(Collected data)
· · · ·
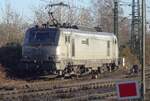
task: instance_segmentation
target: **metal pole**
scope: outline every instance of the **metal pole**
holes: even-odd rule
[[[131,49],[134,51],[134,17],[135,0],[132,0]]]
[[[131,49],[141,60],[141,14],[140,0],[132,0]]]
[[[118,0],[114,0],[114,34],[118,39]]]
[[[145,100],[145,34],[146,34],[146,1],[142,0],[142,82],[141,97]]]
· · · ·
Transcribe only what runs from the line with "target: **metal pole**" to the last line above, keeping every line exactly as written.

- [Task result]
target: **metal pole**
scope: outline every instance of the **metal pole**
holes: even-odd rule
[[[131,49],[134,51],[134,17],[135,0],[132,0]]]
[[[131,49],[141,60],[141,14],[140,0],[132,0]]]
[[[118,0],[114,0],[114,34],[118,39]]]
[[[145,100],[145,34],[146,34],[146,1],[142,0],[142,82],[141,97]]]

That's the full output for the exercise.